▸ **Текст для работы**:
—————

Болат Жамишев: Мы сокращаем возможности для будущих реструктуризаций
БРК, имеющий портфель долгосрочных проектов, сопоставимый с портфелем всего банковского сектора и высокую долю валютных требований и обязательств не мог не быть затронут девальвацией тенге и ухудшением макроэкономической ситуации. Председатель правления Банка Развития Казахстана Болат Жамишев в интервью «Къ» рассказал об ответах на вызовы со стороны банка, его новой кредитной модели, антикризисном эффекте программ, а также о том, как сложилась система корпоративного управления в госхолдингах.
Влияние девальвации на БРК
— Рейтинговые агентства в последние месяцы считают практически неизбежным ухудшение качества портфелей в банковском секторе под влиянием изменений в макроэкономике. Есть ли основания для подобных оценок с точки зрения БРК?
— Основания есть. И снижение рейтингов в целом по банковскому сектору затронуло Банк Развития Казахстана, с учетом того, что наш рейтинг, условно привязан к суверенному рейтингу. У разных банков это происходило по-разному, но это, безусловно, сигнал о некотором ухудшении банковского сектора под влиянием в значительной части внешних факторов, в том числе макроэкономических.
Каким образом ситуация по каждому банку повлияла на качество ссудного портфеля и выполнение банками нормативов финансовой устойчивости, это будет ясно, когда будут результаты завершающегося внешнего аудита по каждому банку. После этого отчеты будут опубликованы, и можно будет судить о ситуации в целом по банковскому сектору.
Полагаю, когда Национальный банк опубликует эту общую сводную информацию, можно будет говорить о конкретном влиянии.

—————

▸ **Исходные данные**:
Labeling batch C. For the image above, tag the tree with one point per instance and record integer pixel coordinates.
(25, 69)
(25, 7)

—————

▸ **Задания**:
1. Перепишите дословно фрагмент интервью, который начинается со слов «Влияние девальвации на» и заканчивается словами «том числе макроэкономических.».
2. Переведите на английский язык предложение из интервью: «Полагаю, когда Национальный банк опубликует эту общую сводную информацию, можно будет говорить о конкретном влиянии».
3. Продолжите интервью о влиянии девальвации на Банк Развития Казахстана, начав сразу после его последнего предложения.
Список здесь никак не используется.

▸ **Ответы к упражнению**:
1.
Влияние девальвации на БРК
— Рейтинговые агентства в последние месяцы считают практически неизбежным ухудшение качества портфелей в банковском секторе под влиянием изменений в макроэкономике. Есть ли основания для подобных оценок с точки зрения БРК?
— Основания есть. И снижение рейтингов в целом по банковскому сектору затронуло Банк Развития Казахстана, с учетом того, что наш рейтинг, условно привязан к суверенному рейтингу. У разных банков это происходило по-разному, но это, безусловно, сигнал о некотором ухудшении банковского сектора под влиянием в значительной части внешних факторов, в том числе макроэкономических.

2. I believe that when the National Bank publishes this general summary information, it will be possible to talk about the specific impact.

3.
Если говорить не о банковском секторе вообще, а о БРК, то прошлый год для нас был достаточно сложным, с учетом девальвации. Если у крупных банков примерно треть ссудного портфеля в иностранной валюте (у больших больше, у маленьких меньше, но в целом это где-то треть), то у нас в 2015 году 69% портфеля наших требований была инвалютной.
Ничего удивительного в этом нет, поскольку источником долгосрочного фондирования являются, прежде всего, внешние займы. При том, что Банк Развития нельзя считать крупным банком, тем не менее, наш ссудный портфель практически равен, а если быть совсем точным, соответствует 97% от долгосрочной части кредитования всего банковского сектора.
Это все-таки говорит об ограниченности кредитных ресурсов для кредитования таких длинных проектов и значительная часть обязательств покрывалась, покрывается и будет покрываться за счет внешних заимствований.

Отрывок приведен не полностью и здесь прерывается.